#### [Directions for this task]
Check the records below line by line, and report how many lines include the string "suit". No other words are needed.

Stored records

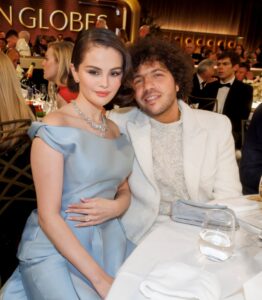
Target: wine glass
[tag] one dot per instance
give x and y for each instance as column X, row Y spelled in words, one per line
column 43, row 91
column 217, row 235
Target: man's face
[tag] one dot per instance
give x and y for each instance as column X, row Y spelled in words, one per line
column 11, row 41
column 241, row 73
column 156, row 91
column 208, row 74
column 225, row 69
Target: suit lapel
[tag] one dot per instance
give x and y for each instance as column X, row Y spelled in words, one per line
column 194, row 150
column 140, row 135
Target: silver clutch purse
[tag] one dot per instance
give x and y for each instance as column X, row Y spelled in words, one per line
column 191, row 212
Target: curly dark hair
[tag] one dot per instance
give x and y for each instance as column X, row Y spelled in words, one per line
column 171, row 55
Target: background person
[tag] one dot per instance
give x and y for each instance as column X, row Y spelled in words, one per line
column 56, row 65
column 234, row 97
column 13, row 106
column 251, row 160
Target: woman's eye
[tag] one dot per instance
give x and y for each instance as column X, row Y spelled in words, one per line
column 93, row 72
column 116, row 73
column 158, row 74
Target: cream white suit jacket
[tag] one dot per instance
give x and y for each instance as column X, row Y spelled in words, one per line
column 210, row 167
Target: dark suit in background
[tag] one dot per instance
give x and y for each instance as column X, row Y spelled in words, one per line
column 251, row 161
column 237, row 105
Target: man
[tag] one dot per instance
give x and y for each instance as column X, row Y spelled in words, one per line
column 180, row 153
column 190, row 50
column 23, row 42
column 101, row 23
column 244, row 72
column 234, row 97
column 204, row 74
column 11, row 38
column 144, row 31
column 251, row 161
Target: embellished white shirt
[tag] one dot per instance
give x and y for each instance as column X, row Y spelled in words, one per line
column 167, row 152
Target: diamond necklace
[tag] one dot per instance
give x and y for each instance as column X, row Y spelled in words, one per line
column 102, row 127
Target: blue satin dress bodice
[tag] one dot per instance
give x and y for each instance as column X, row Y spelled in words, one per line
column 93, row 167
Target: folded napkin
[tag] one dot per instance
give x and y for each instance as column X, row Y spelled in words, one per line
column 253, row 288
column 178, row 281
column 191, row 212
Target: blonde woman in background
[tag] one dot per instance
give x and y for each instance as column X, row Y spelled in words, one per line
column 12, row 103
column 56, row 66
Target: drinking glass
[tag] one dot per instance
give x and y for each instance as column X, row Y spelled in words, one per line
column 260, row 188
column 43, row 91
column 217, row 235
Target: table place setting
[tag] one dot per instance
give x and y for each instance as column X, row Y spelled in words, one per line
column 210, row 240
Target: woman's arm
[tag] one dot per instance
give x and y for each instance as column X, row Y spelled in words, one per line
column 47, row 167
column 98, row 210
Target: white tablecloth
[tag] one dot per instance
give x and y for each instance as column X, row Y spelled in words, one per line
column 179, row 243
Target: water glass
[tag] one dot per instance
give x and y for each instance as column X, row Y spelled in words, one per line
column 217, row 235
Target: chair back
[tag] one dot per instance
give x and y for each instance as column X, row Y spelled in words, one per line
column 210, row 104
column 16, row 182
column 244, row 127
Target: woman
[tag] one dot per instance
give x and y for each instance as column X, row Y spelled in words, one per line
column 56, row 65
column 12, row 103
column 77, row 152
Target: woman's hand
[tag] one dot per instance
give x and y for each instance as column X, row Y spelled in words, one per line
column 103, row 285
column 93, row 211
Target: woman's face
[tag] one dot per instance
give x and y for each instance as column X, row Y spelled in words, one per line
column 50, row 65
column 99, row 75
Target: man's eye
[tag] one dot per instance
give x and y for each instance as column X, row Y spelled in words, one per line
column 137, row 81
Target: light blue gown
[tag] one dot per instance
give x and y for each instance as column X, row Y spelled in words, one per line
column 93, row 167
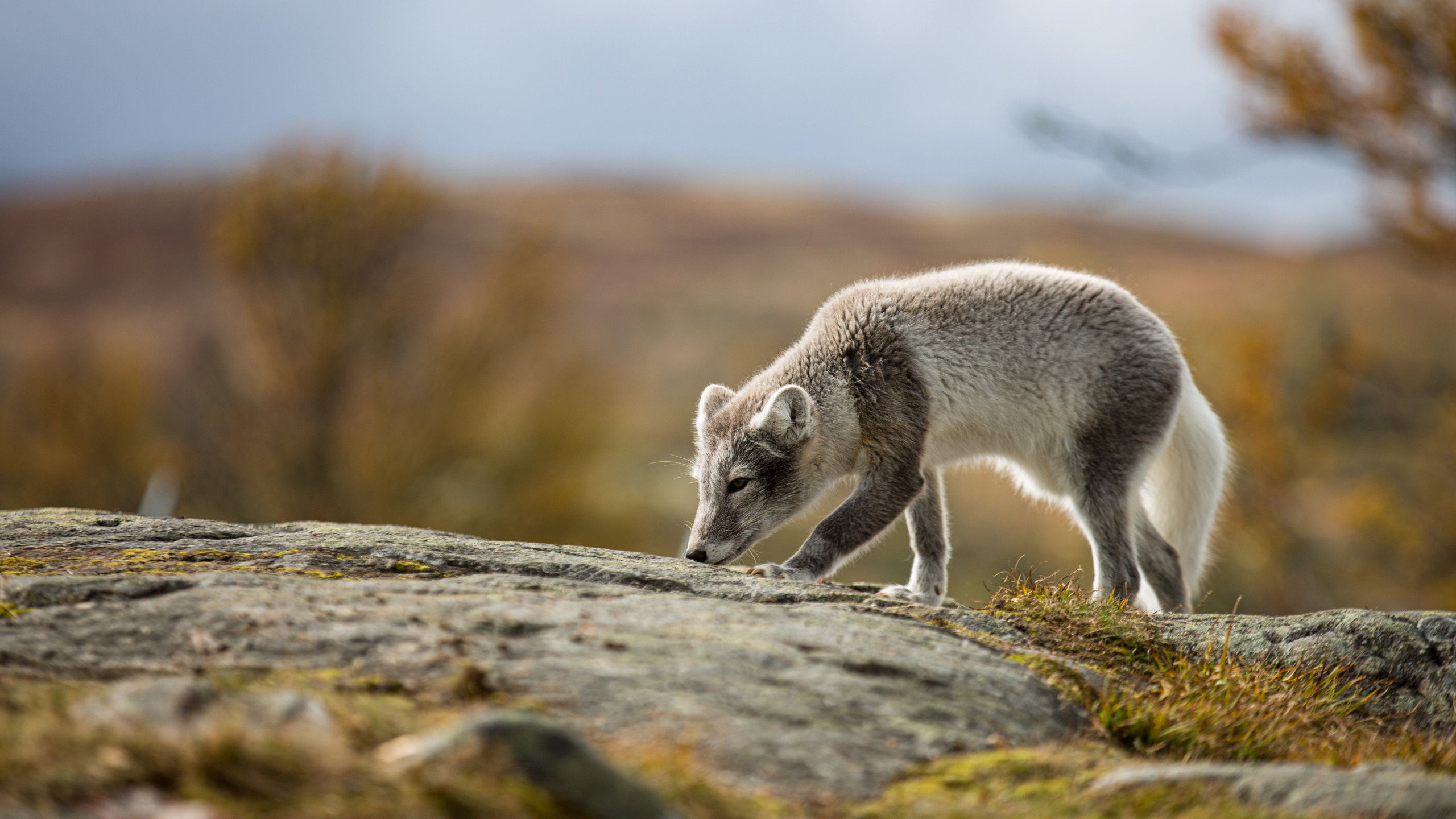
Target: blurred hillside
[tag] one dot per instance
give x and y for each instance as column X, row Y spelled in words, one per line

#### [Task result]
3